* Problem to solve *
In the passage on evangelism and social work below, write out everything between "So there are" and "their personal lifestyle.", inclusive, switching "justice" to "equity".

** START Text extract **

I want to argue that we are called to be holistic, and that part of this is the stark and urgent reality of the statement of Christ that all the gain on earth would be of no value if a person loses his own life to eternal destruction. The stark fact of lostness places before us the urgency of evangelism. Such thinking is not common in some Evangelical circles today. A theological faculty of a University in Europe held a seminar a few years ago to discuss a book of mine. One of the presenters was an Evangelical scholar. He faulted me for using the supposedly confusing term “lostness” when referring to those who do not believe in Christ.


As for me, I will do all I can to encourage people to live the Christian life in society. But I will also follow Christ’s example in placing before Christians the stark fact of eternal damnation and the glory of eternal salvation. And I will challenge them to follow the agenda of Jesus who “came to seek and to save the lost” (Luke 19:10) reminding them of the advice of Jude who said, “…save others by snatching them out of the fire” (Jude 23).





I am reluctant to bring back the priority argument into the church’s discussion on the mission of the church. But I think there is a need for some clarity on this issue. In the body of Christ some faithful Christians cannot preach the gospel (of salvation through the work of Christ) because they are called to social work and government regulations prohibit combining social work with evangelism. Even though Youth for Christ is an evangelistic organisation we did not do any overt verbal proclamation of the gospel while we were involved in a massive tsunami relief operation. We were permitted to come in and help several schools on condition that we will not do preaching. Integrity demanded that we do not do what we love to do—to seek to persuade people to receive Christ’s salvation. I believe, however, that people were impressed by the gospel simply by seeing the way Christians helped them. But we would not call that evangelism.


As we are an evangelistic organisation, we decided to return to our primary call after about four months of almost total immersion in tsunami relief. Even after that we worked to complete several projects. But we went back to our primary call, in the process refusing millions of rupees offered to us for new tsunami-related relief projects.


This does not mean that we do not do any social work now. As a youth organisation we do a lot of things, especially in the field of education, to help youth from economically poor backgrounds to get a better chance to advance in life. But we try not to tie that in too closely with the evangelism so that people do not get the idea that this is a bait to convert them and also so that people do not become Christians simply to better their educational and economic prospects. I think Youth for Christ spends more money on education related projects than on evangelism related projects. This is because most of the evangelism is done free by volunteers.


In Nepal, Christian missionaries have been labouring faithfully for over fifty years doing social work in the name of Christ but not doing overt evangelism, as they were prohibited from doing that. They did not see much evangelistic fruit, but in the past twenty years or so there has been an amazing evangelistic harvest of hundreds of thousands of people coming to Christ through the work of local Nepali Christians. I believe the faithful witness of the missionaries had a major role to play in orienting people so that they would listen to the gospel proclaimed by Nepalese people.


So there are may be segments of the body of Christ who are called to do things that require that they do not overtly use verbal proclamation of the gospel of eternal salvation, though they would verbally advocate other aspects of the kingdom agenda—such as justice, fair-play and righteous values. Every individual Christian needs to be committed to the whole gospel. Therefore every individual Christian must seek to be a personal witness through life and word. Christian social service organisations must ensure that their workers are not only committed to their social work but also to Christ as Lord of their life. So, even though they may not bear verbal witnesses in their job, they need to be committed to verbal witness as part of their personal lifestyle.

** END Text extract **
** START Given entries **

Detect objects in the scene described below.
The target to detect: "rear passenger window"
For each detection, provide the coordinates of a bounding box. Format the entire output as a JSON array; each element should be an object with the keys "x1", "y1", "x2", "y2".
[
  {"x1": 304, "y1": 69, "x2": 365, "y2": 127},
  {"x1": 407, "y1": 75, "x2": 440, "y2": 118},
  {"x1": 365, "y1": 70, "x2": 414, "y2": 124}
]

** END Given entries **

* Response to this exercise *
So there are may be segments of the body of Christ who are called to do things that require that they do not overtly use verbal proclamation of the gospel of eternal salvation, though they would verbally advocate other aspects of the kingdom agenda—such as equity, fair-play and righteous values. Every individual Christian needs to be committed to the whole gospel. Therefore every individual Christian must seek to be a personal witness through life and word. Christian social service organisations must ensure that their workers are not only committed to their social work but also to Christ as Lord of their life. So, even though they may not bear verbal witnesses in their job, they need to be committed to verbal witness as part of their personal lifestyle.